- Extrait de page -
■ ■ ■ ■ ■ ■ ■

La traversée des arrêtes est magnifique bien que les pentes de neige soient
un peu aériennes à mon goût. Après un long rappel avec nos deux cordes depuis
le Doigt de Dieu, nous atteignons le refuge de l'Aigle dans la plénitude du
soir. Le lendemain nous rejoignons la Bérarde en descendant le couloir un
peu pourri du Serret du Savon, puis un longeant l'impressionnante face Nord
de la Meije, avant de rejoindre la Brêche par un glacier bien crevassé, puis
La Bérarde. Nous sommes parfaitement heureux d'avoir gravi la montagne la
plus mythique du massif.
La Meije vue de la montée au Rateau. La traversée part de l'éperon
le plus bas, emprunte le long couloir sombre
(couloir Duhamel), le mur raide (muraille Castelneau), le glacier Carré, avant
de déboucher au Grand Pic.
Il faut ensuite passer par les différentes dents avant de terminer au Doigt
de Dieu (à droite)
En haut du glacier Carré il ne reste plus qu'à gravir le plan incliné pour
atteindre le Grand Pic, au dessus de nous.
L'arrivée au sommet du Grand Pic, où l'on domine les 1000 m de la
face Nord.
Sommet du Grand Pic de La Meije
Les arêtes de la Meije aboutissent au Doigt de Dieu
Doigt de Dieu, Pavé, Pic Gaspard. Dans le fond, les Agneaux et la Calotte.
La face Nord de la Meije : le Grand Pic au centre, les arêtes à
gauche
Dans les séracs du glacier de la Meije, juste sous la face Nord
Après un petit entracte à Annecy, j'attaque une deuxième quinzaine de vacances avec Jean-Marie, Miyo, Olivier, ainsi que Tarzan et Bruno qui rempilent.
Aiguille de Sialouze, face Est
3576m, TD+, Refuge du Pelvoux
Jean-Marie, Miyo, Olivier et Tarzan sont tentés par la traversée des
arêtes de Sialouze. Bruno repère une voie en face Est dans le guide Artaud
amené par Olivier, la petite bible entoilée que seuls les alpinistes sérieux
possèdent ! La pluie matinale s'interrompt, les nuages se dissipent. Nous
attendons un moment que la paroi sèche : le miracle se réalise et c'est parti
pour 200 m d'escalade. Le début est un peu pêteux mais les dernières longueurs
sont magnifiques, bien verticales sur du bon rocher. Nous laissons tomber
une pierre qui atteint nos sacs, au pied de la voie, sans toucher la paroi.
Nous rejoignons les copains au sommet.

■ ■ ■ ■ ■ ■ ■

- Lignes fournies -
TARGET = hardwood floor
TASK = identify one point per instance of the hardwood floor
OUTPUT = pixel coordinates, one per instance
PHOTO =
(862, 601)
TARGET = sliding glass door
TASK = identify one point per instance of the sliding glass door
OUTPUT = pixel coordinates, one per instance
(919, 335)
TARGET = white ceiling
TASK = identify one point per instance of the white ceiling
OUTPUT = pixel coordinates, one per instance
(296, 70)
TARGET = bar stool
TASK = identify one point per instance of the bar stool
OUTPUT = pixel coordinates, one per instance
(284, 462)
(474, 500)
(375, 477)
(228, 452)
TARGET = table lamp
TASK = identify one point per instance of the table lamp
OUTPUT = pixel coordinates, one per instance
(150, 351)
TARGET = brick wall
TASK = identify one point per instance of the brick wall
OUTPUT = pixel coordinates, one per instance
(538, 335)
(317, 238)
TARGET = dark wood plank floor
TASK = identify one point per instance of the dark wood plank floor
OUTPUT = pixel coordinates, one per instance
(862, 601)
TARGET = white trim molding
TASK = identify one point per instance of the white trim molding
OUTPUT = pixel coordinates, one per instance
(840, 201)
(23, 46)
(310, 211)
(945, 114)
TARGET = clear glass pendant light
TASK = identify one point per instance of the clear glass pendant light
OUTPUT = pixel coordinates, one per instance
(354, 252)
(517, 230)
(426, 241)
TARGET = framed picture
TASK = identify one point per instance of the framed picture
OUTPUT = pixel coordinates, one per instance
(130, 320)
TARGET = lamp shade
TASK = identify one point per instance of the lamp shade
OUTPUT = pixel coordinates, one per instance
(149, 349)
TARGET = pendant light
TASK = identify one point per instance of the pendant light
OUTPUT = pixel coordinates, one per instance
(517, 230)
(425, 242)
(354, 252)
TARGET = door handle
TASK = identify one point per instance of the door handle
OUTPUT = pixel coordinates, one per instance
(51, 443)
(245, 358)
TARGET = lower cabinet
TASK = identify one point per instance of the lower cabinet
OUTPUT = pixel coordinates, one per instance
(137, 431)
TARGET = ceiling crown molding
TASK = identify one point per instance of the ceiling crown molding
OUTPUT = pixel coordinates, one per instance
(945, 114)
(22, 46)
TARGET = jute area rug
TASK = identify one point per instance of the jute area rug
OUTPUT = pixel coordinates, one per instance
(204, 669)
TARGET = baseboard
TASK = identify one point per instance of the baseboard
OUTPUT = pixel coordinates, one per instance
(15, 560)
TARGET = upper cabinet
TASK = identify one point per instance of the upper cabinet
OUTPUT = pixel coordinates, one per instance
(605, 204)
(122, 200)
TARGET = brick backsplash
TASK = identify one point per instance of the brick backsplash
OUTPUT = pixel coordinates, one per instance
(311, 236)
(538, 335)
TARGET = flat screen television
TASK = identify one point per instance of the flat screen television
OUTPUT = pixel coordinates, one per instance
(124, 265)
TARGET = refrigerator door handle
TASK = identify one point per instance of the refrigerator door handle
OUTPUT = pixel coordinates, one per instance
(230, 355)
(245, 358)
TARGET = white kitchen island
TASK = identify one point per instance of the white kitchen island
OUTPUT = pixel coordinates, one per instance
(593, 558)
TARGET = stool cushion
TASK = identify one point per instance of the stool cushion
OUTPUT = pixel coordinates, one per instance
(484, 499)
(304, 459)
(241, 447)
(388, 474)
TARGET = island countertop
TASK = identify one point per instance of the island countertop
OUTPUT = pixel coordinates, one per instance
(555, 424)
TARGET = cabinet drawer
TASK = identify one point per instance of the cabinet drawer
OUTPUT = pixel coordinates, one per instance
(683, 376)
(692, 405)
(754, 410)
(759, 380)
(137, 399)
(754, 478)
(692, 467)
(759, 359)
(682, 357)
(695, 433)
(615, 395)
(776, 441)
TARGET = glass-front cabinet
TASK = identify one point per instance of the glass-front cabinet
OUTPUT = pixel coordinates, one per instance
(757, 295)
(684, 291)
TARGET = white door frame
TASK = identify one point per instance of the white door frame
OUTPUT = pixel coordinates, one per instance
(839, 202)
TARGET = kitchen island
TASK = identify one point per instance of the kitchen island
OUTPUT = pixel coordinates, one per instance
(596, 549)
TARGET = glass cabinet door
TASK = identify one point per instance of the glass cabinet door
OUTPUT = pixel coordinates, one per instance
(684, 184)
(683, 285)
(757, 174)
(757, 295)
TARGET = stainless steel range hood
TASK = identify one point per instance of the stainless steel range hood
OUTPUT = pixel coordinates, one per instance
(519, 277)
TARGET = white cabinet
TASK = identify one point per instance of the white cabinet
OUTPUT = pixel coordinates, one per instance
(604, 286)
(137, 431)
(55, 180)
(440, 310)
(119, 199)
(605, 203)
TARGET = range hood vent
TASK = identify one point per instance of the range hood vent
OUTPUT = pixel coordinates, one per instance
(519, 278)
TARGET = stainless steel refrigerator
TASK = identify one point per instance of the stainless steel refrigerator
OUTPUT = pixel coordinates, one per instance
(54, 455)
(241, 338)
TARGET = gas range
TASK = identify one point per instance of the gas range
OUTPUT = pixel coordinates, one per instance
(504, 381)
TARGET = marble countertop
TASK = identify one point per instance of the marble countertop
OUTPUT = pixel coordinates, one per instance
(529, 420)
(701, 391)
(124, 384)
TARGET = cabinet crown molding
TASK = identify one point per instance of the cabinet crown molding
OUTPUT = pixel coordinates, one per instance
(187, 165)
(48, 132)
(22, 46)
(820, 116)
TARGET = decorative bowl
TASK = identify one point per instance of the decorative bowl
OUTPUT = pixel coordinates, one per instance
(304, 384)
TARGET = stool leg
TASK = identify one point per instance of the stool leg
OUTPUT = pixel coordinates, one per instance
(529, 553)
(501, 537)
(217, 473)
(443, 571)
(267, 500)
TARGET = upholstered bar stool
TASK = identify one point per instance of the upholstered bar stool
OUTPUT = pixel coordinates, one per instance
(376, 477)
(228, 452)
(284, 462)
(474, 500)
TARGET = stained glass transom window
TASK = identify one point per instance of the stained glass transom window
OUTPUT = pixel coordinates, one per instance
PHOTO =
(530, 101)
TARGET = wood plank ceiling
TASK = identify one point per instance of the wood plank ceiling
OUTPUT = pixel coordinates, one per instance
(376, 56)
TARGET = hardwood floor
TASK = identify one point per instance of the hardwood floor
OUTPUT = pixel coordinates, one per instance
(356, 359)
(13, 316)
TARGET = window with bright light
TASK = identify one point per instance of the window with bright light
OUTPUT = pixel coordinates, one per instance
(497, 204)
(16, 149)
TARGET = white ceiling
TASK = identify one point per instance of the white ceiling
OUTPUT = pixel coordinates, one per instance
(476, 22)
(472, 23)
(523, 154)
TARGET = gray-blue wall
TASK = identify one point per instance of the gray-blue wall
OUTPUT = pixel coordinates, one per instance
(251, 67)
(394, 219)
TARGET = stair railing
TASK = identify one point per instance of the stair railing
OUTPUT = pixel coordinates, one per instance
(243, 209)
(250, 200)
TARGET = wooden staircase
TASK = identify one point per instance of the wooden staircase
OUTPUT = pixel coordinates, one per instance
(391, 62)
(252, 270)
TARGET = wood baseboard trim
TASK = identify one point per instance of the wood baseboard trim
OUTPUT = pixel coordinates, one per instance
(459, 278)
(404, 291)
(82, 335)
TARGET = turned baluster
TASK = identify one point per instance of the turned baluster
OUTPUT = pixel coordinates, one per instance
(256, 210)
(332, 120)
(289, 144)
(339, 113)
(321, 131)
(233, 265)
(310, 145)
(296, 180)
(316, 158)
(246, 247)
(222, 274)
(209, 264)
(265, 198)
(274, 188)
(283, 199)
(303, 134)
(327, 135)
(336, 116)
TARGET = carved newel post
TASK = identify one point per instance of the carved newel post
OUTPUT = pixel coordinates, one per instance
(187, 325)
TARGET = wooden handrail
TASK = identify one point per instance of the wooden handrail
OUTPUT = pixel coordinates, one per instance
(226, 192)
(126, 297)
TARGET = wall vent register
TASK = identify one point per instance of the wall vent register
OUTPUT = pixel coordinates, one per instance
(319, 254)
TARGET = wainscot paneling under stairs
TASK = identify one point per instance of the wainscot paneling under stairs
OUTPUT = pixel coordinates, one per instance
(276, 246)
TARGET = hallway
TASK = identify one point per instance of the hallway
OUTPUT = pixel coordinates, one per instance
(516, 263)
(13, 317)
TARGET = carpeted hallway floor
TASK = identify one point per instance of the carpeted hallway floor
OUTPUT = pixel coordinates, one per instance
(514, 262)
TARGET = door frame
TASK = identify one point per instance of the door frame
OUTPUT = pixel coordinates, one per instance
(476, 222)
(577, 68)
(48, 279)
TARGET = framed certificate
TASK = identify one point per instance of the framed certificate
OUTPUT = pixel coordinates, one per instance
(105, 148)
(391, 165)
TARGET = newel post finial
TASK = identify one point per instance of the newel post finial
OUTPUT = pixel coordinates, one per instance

■ ■ ■ ■ ■ ■ ■

- Travail demandé -
Poursuivez le récit de courses en montagne à la Meije et à l'aiguille de Sialouze à partir de sa dernière phrase. Les lignes constituent un ensemble distinct, indépendant du récit.

- Réponse rédigée -
Face est de l'Aiguille de Sialouze, la voie monte droit sous le sommet
au centre
Calotte de glace des Agneaux et Sommet Est
3662 m, AD, Refuge de l'Alpe du Villar d'Arène
Je m'encorde avec Tarzan, Jean-Marie avec Olivier. Pour moi c'est la première
course de neige sérieuse. Bruno se ballade décontracté en solo entre nos deux
cordées pour nous montrer comment poser des broches à glace. Les autres réalisent
que c'est un mutant !
Arrivés à la Calotte nous décidons de poursuivre jusqu'au sommet : l'Agneau
Noir. Il faut remonter une petite face dont la rimaye fait la gueule. Heureusement,
nous avons notre joker Bruno. La vue du sommet est magnifique, et la descente
jusqu'à Monêtier bien longue.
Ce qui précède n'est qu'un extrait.